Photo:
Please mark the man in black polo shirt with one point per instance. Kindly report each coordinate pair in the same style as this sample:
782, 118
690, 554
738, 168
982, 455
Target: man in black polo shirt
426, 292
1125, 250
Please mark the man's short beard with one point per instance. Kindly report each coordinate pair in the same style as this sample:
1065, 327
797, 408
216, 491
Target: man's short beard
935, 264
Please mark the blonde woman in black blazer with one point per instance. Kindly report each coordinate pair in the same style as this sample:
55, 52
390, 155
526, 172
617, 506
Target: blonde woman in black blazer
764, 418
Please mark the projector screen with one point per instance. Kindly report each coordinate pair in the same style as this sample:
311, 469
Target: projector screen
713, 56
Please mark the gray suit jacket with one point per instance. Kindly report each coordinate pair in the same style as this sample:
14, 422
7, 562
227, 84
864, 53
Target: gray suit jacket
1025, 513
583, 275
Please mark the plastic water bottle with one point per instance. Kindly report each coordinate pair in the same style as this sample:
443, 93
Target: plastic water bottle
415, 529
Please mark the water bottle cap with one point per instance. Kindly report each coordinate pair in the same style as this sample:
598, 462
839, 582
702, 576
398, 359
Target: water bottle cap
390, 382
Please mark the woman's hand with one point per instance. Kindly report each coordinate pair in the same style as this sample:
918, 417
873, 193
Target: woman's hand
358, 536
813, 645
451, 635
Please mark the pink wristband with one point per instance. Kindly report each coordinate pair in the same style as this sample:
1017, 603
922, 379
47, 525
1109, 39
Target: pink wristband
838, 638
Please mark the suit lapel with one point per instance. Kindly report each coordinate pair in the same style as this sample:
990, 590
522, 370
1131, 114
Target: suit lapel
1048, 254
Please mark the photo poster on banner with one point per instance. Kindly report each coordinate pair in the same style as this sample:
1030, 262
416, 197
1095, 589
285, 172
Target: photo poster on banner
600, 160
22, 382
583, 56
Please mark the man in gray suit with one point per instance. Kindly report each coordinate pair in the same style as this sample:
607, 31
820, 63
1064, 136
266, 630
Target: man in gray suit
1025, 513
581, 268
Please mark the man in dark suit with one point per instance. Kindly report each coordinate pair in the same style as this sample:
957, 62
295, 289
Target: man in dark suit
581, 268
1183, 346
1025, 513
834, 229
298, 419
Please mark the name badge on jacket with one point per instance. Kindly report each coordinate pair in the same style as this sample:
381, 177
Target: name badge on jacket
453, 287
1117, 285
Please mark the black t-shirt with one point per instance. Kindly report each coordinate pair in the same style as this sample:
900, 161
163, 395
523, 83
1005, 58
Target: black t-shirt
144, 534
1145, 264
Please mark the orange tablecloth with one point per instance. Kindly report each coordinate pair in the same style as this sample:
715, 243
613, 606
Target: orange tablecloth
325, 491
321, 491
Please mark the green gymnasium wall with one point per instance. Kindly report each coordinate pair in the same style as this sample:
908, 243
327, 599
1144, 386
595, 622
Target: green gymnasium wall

============================================================

§ **SET EXERCISE**:
Reproduce all of the entries above, replacing every occurrence of "water bottle" with "drink bottle" and leaving everything else unchanged.

§ **ANSWER FOR THE TASK**:
Photo:
Please mark the man in black polo shirt with one point per instance. Kindly report each coordinate pair in the same style as this sample:
782, 118
690, 554
738, 168
982, 455
Target: man in black polo shirt
426, 292
1125, 250
Please mark the man's short beard with one point per instance. Kindly report each coordinate pair in the same style as this sample:
1065, 327
797, 408
216, 491
Target: man's short beard
935, 264
Please mark the blonde woman in black blazer with one point per instance. Kindly report each coordinate pair in the same style as this sample:
55, 52
390, 155
526, 172
617, 506
Target: blonde woman in black blazer
764, 418
Please mark the projector screen with one point per instance. Kindly report each coordinate pair in the same style as this sample:
311, 469
Target: projector screen
713, 56
Please mark the gray suit jacket with one point per instance. Kindly report each coordinate pair in the same style as this sample:
14, 422
7, 562
227, 84
864, 53
Target: gray suit jacket
1025, 513
583, 275
Please mark the plastic drink bottle with one point per instance. Kindly report each coordinate pair in the same style as this sample:
443, 93
Target: plastic drink bottle
415, 529
Please mark the drink bottle cap with one point per instance. Kindly report each coordinate pair in the same style as this sample:
598, 462
839, 582
702, 576
398, 359
Target: drink bottle cap
390, 382
Please mark the woman's hand with one point per instance. Kindly report each coordinate pair in the same style as this sample:
918, 417
873, 193
Target: woman's hand
358, 536
813, 645
451, 635
Please mark the pink wristband with one point per instance. Kindly report each coordinate pair in the same style as this sample:
1017, 603
922, 379
47, 525
1109, 39
Target: pink wristband
838, 638
Please mark the suit lapel with one point per instance. Kindly report each coordinate pair in the same style as this sample:
990, 590
522, 370
1131, 114
Target: suit lapel
1048, 254
Please mark the photo poster on banner with one point per instance. Kindly report each coordinate pair in the same style as this sample:
1030, 262
416, 197
1095, 589
285, 172
Target: photo poster on banner
600, 160
22, 382
583, 56
Please mark the man in gray suit with one point per instance. Kindly report each coordinate pair in the same style as this sample:
607, 31
820, 63
1064, 136
266, 630
Target: man in gray suit
1025, 513
581, 268
Please mark the man in dark suit with one point per instance. Kindly report each coordinate pair in the same style as this sample:
957, 62
295, 289
Target: man in dark suit
581, 268
1183, 346
1025, 513
834, 229
298, 419
Please mark the name badge on jacket with one point per instance. Kindly report each coordinate pair in the same style as this sample:
381, 177
Target: name badge on jacket
453, 287
1117, 285
Please mark the black t-shirt with one point per instance. Kindly report each coordinate pair in the same style as this sample:
900, 161
163, 395
523, 83
1005, 58
Target: black t-shirt
144, 534
1145, 264
Please mark the orange tablecloth with one point per instance. Kindly report each coordinate pair in the same style as this sample:
715, 243
613, 606
Target: orange tablecloth
325, 491
321, 491
Please mark the green gymnasium wall with one point per instance. Kindly report each coordinate pair in the same style as this sample:
908, 243
327, 599
1144, 386
595, 622
Target: green gymnasium wall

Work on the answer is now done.